## Data
-- BEGIN --

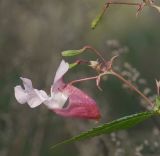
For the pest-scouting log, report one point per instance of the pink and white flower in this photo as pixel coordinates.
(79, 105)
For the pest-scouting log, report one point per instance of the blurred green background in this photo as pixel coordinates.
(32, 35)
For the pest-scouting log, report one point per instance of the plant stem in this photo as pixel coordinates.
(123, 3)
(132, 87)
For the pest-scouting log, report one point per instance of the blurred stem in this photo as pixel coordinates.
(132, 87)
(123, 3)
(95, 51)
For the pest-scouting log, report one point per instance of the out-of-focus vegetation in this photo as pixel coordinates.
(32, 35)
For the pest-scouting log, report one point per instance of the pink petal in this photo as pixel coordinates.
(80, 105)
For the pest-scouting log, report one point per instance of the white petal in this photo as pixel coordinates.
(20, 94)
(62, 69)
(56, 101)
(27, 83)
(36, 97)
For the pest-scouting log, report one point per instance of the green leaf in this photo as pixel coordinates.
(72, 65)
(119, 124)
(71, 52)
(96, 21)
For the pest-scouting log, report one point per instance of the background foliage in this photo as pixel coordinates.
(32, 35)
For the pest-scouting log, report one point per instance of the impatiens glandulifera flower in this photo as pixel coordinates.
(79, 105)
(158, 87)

-- END --
-- BEGIN --

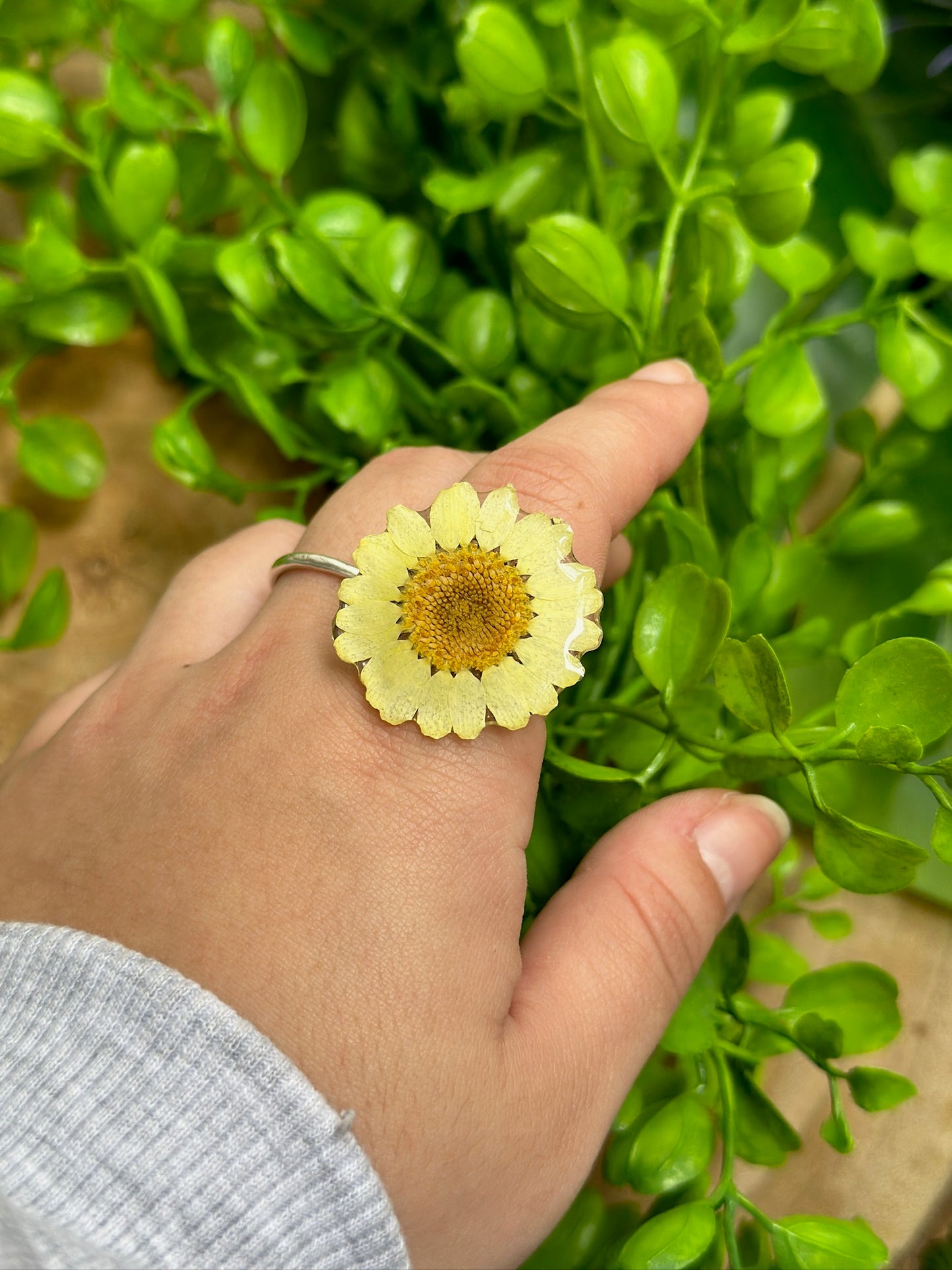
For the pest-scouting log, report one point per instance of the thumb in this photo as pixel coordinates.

-- END --

## Requirement
Identify each line of the material above that contains the word "petal", and copy those lines in full.

## Solution to this task
For the pest-scouting log, report one point per instance of the pink petal in this photo as pixel coordinates.
For the pest-scouting log, report one point per instance of the white petal in this photo as pixel coordinates.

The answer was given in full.